▶ [To do]
Find each line of the entries with the string "cloud", please, and copy it.

▶ [Records for processing]

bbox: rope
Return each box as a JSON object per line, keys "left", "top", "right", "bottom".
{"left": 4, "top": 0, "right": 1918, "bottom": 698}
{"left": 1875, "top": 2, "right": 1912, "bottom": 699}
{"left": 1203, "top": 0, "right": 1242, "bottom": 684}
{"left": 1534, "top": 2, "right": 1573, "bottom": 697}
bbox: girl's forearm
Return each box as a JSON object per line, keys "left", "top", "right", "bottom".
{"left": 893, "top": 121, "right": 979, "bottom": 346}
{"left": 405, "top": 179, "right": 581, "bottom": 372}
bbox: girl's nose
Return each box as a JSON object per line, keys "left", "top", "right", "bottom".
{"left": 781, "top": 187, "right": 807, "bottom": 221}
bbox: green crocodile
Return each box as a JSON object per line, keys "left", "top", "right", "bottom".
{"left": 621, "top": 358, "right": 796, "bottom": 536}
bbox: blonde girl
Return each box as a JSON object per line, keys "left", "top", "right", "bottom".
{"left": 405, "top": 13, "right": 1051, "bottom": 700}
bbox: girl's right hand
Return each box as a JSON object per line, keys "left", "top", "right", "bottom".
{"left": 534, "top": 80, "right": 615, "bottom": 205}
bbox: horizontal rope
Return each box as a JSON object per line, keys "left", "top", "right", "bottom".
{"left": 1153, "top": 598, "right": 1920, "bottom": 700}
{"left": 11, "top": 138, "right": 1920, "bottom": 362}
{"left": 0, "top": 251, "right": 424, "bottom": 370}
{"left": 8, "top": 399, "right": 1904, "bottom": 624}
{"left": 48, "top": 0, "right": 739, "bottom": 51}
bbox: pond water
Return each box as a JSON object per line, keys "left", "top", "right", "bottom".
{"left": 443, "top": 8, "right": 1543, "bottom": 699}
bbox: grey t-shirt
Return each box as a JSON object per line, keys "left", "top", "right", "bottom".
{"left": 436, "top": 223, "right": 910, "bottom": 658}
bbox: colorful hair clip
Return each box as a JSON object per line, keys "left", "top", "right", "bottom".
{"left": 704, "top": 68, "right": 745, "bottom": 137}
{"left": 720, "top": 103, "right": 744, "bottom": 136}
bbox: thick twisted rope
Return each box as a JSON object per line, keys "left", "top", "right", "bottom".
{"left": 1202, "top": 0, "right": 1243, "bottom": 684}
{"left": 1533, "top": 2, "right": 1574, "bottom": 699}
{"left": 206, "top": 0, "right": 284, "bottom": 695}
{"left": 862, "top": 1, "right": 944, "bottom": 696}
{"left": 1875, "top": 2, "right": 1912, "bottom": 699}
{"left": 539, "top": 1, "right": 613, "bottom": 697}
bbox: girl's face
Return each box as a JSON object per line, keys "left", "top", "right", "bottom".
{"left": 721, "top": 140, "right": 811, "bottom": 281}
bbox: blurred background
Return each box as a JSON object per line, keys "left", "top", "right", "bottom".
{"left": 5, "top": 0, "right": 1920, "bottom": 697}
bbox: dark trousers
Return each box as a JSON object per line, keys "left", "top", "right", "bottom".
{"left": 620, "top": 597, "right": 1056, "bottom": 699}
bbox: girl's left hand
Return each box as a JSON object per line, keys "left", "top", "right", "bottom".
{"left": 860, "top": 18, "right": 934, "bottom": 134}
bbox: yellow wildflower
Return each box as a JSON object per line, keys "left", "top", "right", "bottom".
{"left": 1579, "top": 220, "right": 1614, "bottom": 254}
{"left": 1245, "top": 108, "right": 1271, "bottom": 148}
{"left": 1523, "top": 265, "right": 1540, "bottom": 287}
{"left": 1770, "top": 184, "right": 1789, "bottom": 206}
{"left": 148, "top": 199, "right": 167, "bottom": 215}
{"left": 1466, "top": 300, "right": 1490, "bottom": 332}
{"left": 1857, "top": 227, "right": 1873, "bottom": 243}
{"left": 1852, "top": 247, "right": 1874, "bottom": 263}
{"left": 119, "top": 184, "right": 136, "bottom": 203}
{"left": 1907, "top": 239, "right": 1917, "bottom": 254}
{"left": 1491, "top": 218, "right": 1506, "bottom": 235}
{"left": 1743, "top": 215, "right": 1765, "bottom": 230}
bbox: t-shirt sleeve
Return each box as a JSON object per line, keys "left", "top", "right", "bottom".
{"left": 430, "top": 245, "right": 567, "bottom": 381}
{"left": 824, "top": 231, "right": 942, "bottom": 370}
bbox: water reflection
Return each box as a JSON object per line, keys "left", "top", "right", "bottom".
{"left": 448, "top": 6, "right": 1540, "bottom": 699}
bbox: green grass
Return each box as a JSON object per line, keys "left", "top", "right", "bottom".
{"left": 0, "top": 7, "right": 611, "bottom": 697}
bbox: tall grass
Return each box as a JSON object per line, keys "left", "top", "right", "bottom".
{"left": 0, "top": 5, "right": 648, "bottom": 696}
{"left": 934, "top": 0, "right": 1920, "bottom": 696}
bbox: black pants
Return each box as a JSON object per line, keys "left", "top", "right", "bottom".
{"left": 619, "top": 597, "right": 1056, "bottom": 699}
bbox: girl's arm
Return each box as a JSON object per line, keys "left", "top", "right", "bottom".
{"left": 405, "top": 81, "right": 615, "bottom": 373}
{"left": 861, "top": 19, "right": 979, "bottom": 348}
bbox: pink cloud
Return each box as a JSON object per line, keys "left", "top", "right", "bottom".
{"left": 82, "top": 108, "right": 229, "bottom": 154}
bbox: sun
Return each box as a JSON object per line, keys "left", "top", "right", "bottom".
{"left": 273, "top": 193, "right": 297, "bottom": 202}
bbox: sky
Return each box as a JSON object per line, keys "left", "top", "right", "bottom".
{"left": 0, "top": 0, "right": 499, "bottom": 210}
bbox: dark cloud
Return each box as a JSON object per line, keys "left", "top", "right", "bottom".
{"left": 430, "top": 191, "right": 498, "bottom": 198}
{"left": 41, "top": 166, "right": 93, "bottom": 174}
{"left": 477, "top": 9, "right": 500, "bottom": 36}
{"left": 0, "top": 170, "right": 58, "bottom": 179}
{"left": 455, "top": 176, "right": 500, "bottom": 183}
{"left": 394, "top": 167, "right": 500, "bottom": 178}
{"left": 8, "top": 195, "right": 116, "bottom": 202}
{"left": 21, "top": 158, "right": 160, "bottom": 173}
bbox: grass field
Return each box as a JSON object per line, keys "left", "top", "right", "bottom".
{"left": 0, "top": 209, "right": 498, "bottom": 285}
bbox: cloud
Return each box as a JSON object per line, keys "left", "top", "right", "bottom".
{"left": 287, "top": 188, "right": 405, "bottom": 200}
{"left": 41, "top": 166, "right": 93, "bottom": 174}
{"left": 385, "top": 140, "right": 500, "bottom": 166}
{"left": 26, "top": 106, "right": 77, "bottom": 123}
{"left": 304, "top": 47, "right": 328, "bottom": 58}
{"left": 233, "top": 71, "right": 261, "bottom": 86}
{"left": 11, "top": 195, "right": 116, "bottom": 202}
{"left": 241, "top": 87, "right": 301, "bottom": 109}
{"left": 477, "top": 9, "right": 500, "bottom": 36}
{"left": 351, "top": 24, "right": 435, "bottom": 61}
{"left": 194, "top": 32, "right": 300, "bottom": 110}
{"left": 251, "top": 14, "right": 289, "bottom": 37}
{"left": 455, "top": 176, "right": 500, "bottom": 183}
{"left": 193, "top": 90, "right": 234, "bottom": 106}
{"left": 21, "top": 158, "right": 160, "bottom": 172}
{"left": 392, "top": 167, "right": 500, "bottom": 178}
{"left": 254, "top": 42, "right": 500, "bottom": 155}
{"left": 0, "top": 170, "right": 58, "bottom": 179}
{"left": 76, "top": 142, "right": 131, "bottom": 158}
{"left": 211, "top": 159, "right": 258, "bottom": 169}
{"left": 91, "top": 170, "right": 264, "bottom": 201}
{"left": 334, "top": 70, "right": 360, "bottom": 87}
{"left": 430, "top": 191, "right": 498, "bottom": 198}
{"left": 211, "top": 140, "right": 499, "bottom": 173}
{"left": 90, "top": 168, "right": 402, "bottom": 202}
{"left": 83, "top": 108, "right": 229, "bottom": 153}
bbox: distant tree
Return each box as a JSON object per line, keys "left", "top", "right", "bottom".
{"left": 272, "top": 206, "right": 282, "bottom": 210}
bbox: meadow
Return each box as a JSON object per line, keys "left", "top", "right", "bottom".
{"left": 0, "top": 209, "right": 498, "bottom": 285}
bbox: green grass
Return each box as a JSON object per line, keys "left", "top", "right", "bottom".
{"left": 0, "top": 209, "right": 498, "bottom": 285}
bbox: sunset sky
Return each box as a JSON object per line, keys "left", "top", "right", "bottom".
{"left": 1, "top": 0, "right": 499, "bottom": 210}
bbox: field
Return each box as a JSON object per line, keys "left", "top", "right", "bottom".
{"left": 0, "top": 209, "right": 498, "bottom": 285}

▶ [Exercise response]
bbox: pink cloud
bbox: dark cloud
bbox: cloud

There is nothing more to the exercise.